**Aangeleverde regels:**
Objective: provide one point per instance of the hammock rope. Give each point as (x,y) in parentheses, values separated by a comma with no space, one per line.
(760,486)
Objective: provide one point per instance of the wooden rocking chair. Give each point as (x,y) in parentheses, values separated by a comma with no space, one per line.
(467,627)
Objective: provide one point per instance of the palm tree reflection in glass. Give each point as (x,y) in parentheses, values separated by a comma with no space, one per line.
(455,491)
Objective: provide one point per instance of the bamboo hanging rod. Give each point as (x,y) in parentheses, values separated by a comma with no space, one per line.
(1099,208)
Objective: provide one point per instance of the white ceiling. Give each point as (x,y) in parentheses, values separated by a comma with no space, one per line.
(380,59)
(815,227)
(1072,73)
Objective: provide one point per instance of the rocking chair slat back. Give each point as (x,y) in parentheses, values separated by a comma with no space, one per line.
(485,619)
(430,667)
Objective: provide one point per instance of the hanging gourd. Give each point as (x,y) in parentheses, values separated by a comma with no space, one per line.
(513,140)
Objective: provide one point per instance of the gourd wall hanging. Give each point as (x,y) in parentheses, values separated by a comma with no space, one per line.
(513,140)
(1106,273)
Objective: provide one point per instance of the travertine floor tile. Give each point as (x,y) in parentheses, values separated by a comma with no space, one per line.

==

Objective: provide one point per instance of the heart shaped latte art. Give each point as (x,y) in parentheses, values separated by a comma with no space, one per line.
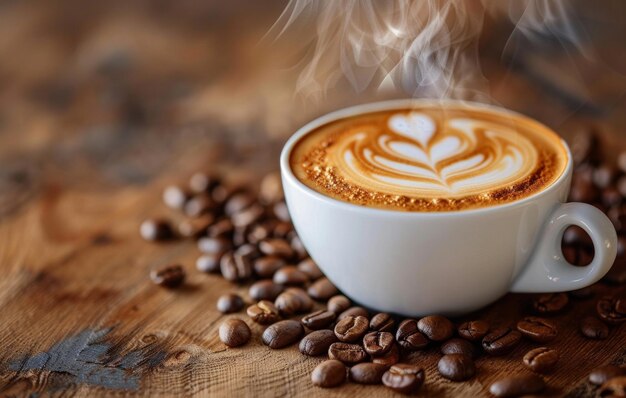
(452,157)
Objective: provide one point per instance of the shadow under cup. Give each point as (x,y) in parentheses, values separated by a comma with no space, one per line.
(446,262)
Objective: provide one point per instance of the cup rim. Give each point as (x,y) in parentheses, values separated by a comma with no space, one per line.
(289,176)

--

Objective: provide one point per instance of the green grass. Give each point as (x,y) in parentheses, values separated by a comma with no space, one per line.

**Doel:** Zoek in de regels hierboven elke regel waarin het woord "floor" staat, en schrijf die regels over.

**Antwoord hieronder:**
Objective: provide one point per instance of the travertine floor tile. Give each point as (x,y) in parentheses, values separated by a comma with no space, one per line.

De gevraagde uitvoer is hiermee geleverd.